Segment Start: DOCUMENT EXTRACT

Title: Exploiting chemical biology to advance applications of structural mass spectrometry
Biomolecules including proteins, DNA and lipids control all biological processes as a result of precise and intricate molecular associations. Consequently, to understand these processes and offer potential for intervention, it is necessary to have a physical understanding of the molecular components and their binding interactions. Mass spectrometry has emerged as a highly versatile alternative to traditional structural biology methods, capable of defining identity, stoichiometry, size, structural arrangement and subunit interactions in a biomolecular assembly in a single experiment.
Research in the Pukala group is aimed at development of mass spectrometry-based approaches to enable structure determination of challenging macromolecular assemblies. We additionally utilise chemical modification strategies for biomacromolecules to enhance mass spectrometric detection and provide greater detail of their higher order structure and interactions. This presentation will describe some of our recent applications of this methodology to investigate assemblies of interest in human health, for example, characterising the protein-protein and protein-lipid interactions mediating misfolding and toxicity in amyloid diseases such as Parkinson’s and Alzheimer’s Disease, and describing the diverse protein structures important in snake envenomation.
Tara Pukala obtained a PhD from the University of Adelaide in 2006 under the supervision of Prof John Bowie, which was followed by a postdoctoral position at the University of Cambridge, UK, working with Prof Dame Carol Robinson in the field of native mass spectrometry. Tara returned to Australia to her current role as lecturer in the Discipline of Chemistry at the University of Adelaide in 2008. Here she leads a multidisciplinary research group focused on developing new approaches, primarily utilising mass spectrometry and bioconjugation chemistry, to investigate the structure, function and interactions of macromolecules important in biology and human health. Tara currently serves as President of the Australian and New Zealand society for mass spectrometry and was awarded the 2017 Bowie medal from that society for her contributions to the field. Since 2017 she has had the role of Scientific Director of the Adelaide Proteomics Centre and was recently appointed as Associate Dean of Graduate Studies for the Faculty of Sciences Engineering and Technology at the University of Adelaide.

Segment End: DOCUMENT EXTRACT
Segment Start: RECORD SET

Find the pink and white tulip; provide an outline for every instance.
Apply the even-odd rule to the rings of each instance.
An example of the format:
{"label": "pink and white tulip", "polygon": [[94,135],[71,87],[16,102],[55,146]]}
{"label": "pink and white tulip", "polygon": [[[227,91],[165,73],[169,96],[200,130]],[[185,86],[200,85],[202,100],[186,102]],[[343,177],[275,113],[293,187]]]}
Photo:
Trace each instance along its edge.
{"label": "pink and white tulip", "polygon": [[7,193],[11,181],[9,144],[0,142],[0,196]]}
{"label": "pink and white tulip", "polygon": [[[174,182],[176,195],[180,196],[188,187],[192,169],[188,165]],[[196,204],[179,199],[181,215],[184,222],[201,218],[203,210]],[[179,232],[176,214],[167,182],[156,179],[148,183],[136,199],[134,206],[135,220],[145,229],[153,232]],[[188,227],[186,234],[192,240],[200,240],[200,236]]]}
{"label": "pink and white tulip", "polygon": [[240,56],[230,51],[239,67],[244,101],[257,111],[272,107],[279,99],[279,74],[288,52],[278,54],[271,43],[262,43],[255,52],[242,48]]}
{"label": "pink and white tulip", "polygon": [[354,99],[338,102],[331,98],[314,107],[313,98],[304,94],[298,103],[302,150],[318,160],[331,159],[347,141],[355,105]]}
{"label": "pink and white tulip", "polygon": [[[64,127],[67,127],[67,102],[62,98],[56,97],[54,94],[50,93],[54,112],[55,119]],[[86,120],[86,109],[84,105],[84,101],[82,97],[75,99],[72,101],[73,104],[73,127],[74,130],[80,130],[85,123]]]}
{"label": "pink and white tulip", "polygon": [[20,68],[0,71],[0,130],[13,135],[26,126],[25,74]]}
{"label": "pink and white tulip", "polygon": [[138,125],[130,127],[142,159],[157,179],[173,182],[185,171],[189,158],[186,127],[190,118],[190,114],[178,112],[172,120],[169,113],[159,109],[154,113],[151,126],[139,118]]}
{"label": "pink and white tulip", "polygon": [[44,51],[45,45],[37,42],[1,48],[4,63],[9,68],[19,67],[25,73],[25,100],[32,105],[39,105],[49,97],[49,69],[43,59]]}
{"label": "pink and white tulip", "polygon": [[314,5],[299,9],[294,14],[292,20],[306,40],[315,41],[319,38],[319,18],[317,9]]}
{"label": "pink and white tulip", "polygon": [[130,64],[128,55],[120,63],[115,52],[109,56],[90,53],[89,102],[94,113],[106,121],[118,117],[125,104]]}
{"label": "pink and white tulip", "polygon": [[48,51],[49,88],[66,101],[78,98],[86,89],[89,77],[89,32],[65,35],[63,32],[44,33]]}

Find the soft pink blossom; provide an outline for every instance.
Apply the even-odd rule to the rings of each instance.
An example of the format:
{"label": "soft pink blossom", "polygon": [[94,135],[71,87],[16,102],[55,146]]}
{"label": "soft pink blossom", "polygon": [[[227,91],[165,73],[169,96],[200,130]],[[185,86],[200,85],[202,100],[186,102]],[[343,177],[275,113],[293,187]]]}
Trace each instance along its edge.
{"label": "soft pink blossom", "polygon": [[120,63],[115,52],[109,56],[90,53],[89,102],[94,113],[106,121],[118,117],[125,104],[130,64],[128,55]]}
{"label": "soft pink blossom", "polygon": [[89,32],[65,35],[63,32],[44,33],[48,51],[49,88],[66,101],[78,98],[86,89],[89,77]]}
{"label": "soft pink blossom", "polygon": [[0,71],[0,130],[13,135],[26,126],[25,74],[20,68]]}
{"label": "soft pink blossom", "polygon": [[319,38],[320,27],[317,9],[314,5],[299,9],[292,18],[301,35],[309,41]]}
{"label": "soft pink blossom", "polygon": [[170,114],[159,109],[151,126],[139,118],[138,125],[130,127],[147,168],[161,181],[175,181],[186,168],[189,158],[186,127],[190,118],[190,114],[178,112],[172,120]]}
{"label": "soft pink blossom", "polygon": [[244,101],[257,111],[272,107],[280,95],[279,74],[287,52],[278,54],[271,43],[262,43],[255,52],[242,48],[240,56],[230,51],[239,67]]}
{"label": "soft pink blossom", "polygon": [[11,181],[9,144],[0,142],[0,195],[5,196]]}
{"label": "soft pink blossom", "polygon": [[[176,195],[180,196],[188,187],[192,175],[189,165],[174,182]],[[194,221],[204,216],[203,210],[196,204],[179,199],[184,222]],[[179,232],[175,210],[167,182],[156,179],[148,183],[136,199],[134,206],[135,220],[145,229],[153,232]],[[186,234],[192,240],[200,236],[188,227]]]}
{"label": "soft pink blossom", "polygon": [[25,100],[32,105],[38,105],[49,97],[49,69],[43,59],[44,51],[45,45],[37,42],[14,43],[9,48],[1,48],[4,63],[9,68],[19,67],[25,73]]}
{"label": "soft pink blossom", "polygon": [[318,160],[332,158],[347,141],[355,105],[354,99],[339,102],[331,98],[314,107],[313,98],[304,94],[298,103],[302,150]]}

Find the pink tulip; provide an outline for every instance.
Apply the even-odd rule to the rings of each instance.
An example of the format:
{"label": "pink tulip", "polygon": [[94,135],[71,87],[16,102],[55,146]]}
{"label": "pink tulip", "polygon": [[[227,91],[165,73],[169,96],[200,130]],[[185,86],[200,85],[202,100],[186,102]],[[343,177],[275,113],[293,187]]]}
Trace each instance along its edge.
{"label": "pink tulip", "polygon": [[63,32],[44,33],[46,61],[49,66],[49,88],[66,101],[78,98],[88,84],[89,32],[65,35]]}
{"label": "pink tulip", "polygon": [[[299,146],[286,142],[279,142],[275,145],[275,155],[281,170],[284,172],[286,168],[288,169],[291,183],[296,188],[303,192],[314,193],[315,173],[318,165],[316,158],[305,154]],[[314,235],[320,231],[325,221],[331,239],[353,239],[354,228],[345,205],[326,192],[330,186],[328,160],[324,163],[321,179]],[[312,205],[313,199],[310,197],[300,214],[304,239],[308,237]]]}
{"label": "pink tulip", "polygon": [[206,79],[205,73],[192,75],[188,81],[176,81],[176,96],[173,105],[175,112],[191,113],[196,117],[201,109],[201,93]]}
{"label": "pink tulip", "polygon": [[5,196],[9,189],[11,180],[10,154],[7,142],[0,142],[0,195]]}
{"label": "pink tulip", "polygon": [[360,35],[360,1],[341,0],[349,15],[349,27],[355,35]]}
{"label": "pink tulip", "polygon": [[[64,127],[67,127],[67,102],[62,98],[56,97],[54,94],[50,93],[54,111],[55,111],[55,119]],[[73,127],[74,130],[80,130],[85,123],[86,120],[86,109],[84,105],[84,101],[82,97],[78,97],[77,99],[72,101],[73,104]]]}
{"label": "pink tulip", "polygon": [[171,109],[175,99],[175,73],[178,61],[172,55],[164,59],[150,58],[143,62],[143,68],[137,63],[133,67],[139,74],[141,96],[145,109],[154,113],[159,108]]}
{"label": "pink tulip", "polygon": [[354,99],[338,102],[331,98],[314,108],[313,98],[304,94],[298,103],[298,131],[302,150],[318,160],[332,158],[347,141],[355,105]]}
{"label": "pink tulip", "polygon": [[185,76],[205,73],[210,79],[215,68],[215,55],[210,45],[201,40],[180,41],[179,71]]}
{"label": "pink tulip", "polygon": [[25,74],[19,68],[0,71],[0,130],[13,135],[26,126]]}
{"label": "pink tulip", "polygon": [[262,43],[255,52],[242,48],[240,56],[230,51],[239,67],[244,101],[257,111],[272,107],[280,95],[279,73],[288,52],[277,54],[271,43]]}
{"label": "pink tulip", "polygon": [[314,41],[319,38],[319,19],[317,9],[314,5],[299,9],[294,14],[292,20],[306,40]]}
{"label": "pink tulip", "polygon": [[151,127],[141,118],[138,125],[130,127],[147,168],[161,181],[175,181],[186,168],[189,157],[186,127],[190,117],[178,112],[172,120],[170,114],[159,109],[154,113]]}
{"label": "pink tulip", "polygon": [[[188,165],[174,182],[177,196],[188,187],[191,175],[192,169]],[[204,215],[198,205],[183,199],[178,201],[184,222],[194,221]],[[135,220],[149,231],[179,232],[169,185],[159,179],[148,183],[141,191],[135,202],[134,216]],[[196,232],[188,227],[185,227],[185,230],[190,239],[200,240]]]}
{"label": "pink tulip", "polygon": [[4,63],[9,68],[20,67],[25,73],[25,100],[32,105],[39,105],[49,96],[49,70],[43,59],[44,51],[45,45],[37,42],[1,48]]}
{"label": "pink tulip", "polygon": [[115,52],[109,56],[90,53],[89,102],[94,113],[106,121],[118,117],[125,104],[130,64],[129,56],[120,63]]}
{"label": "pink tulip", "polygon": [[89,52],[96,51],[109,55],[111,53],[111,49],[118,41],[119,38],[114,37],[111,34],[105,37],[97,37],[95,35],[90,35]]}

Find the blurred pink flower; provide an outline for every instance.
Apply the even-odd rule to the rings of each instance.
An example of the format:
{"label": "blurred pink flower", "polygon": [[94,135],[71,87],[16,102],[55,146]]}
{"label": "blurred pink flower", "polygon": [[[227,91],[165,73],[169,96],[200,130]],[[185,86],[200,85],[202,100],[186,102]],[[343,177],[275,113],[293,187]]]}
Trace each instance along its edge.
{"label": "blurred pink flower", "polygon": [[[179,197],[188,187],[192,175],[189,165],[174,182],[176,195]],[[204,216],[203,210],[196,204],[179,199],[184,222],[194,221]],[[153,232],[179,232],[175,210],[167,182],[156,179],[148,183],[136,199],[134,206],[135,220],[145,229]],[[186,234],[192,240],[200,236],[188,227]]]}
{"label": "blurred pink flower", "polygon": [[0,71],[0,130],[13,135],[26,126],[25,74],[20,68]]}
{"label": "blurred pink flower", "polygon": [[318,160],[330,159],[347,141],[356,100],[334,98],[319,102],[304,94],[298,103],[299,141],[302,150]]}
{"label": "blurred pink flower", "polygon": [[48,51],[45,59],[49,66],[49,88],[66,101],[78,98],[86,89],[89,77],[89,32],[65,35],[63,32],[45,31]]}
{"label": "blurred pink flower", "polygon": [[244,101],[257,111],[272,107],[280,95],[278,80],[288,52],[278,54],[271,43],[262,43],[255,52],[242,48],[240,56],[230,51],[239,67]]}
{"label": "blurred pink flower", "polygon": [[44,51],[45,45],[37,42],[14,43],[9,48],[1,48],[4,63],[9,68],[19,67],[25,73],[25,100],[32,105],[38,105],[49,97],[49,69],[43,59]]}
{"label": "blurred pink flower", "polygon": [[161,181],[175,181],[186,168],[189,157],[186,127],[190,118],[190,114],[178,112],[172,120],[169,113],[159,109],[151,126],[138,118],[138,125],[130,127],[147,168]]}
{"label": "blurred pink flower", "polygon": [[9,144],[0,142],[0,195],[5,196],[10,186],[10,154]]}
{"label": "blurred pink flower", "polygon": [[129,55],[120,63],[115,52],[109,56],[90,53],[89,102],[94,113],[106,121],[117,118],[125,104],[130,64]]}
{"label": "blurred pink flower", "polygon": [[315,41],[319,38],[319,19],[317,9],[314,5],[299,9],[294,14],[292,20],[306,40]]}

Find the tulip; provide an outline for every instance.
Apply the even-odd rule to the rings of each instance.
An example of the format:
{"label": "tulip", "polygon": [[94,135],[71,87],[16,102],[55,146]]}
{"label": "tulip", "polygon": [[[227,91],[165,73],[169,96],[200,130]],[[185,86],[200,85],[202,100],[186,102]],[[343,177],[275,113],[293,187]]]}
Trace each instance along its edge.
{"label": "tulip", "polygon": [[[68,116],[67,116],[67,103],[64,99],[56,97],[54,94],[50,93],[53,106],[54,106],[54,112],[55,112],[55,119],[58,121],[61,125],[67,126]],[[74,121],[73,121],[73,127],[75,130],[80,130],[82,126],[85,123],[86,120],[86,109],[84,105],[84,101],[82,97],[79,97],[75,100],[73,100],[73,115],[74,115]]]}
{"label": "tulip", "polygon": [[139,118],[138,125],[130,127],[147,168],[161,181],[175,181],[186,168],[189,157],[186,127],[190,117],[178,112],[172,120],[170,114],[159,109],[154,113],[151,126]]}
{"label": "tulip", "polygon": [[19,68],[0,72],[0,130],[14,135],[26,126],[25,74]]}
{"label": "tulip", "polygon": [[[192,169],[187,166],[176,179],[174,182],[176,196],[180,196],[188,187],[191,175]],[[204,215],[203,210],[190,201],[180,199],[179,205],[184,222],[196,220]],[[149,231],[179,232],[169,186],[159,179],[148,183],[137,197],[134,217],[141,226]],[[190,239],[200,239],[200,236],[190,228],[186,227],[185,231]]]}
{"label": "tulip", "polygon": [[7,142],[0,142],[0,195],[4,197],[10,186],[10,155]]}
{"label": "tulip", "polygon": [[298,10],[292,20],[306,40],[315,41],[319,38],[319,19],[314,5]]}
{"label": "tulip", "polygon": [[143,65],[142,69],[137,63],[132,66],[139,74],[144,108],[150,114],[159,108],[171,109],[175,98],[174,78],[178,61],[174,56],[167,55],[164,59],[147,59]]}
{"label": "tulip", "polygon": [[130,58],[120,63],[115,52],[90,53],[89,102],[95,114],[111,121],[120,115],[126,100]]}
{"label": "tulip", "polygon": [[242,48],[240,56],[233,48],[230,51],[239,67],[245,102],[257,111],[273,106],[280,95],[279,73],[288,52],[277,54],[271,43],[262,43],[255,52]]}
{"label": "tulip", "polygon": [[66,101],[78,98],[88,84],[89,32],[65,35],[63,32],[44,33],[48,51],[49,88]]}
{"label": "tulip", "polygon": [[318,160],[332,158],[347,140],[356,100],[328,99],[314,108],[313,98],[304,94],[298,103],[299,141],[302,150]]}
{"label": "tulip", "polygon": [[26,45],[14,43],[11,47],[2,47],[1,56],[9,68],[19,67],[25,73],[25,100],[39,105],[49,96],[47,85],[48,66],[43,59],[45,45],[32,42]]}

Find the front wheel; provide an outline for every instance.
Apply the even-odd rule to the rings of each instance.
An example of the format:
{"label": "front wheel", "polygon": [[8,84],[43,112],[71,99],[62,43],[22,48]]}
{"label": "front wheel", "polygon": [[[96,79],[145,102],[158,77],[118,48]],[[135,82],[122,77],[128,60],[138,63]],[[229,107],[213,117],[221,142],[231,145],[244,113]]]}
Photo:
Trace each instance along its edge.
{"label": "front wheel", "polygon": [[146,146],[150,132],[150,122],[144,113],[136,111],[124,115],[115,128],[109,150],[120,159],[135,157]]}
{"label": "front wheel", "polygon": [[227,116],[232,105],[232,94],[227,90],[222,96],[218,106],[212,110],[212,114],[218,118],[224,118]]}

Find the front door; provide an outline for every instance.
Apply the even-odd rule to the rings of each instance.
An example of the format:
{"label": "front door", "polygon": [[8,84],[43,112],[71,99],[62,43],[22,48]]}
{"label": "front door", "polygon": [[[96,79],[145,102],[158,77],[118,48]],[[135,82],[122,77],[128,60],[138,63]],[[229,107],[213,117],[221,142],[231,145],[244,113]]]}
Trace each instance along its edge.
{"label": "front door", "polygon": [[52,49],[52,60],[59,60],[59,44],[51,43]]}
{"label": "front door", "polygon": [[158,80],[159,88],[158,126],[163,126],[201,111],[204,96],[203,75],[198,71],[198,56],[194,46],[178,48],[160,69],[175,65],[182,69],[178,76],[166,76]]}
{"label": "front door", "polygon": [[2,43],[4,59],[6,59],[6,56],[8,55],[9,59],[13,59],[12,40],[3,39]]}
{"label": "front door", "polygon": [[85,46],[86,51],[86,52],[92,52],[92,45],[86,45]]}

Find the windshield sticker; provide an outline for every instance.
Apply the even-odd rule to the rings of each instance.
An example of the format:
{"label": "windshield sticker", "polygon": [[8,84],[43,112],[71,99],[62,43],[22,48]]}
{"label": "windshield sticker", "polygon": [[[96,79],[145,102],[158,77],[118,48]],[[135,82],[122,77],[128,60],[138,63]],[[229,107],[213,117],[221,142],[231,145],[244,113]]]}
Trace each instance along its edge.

Segment End: RECORD SET

# WORK ORDER A:
Can you reproduce, word for word, the part of the mass spectrometry abstract that opens with "Research in the" and closes with "in snake envenomation."?
# WORK ORDER B:
What does the mass spectrometry abstract say about each of these?
(i) From which university did Tara Pukala get her PhD, and in what year?
(ii) Which medal was she awarded in 2017, and by which society?
(iii) Which amyloid diseases does the research description name?

# RESPONSE AREA A:
Research in the Pukala group is aimed at development of mass spectrometry-based approaches to enable structure determination of challenging macromolecular assemblies. We additionally utilise chemical modification strategies for biomacromolecules to enhance mass spectrometric detection and provide greater detail of their higher order structure and interactions. This presentation will describe some of our recent applications of this methodology to investigate assemblies of interest in human health, for example, characterising the protein-protein and protein-lipid interactions mediating misfolding and toxicity in amyloid diseases such as Parkinson’s and Alzheimer’s Disease, and describing the diverse protein structures important in snake envenomation.

# RESPONSE AREA B:
(i) The University of Adelaide, in 2006.
(ii) The Bowie medal, from the Australian and New Zealand society for mass spectrometry.
(iii) Parkinson's and Alzheimer's Disease.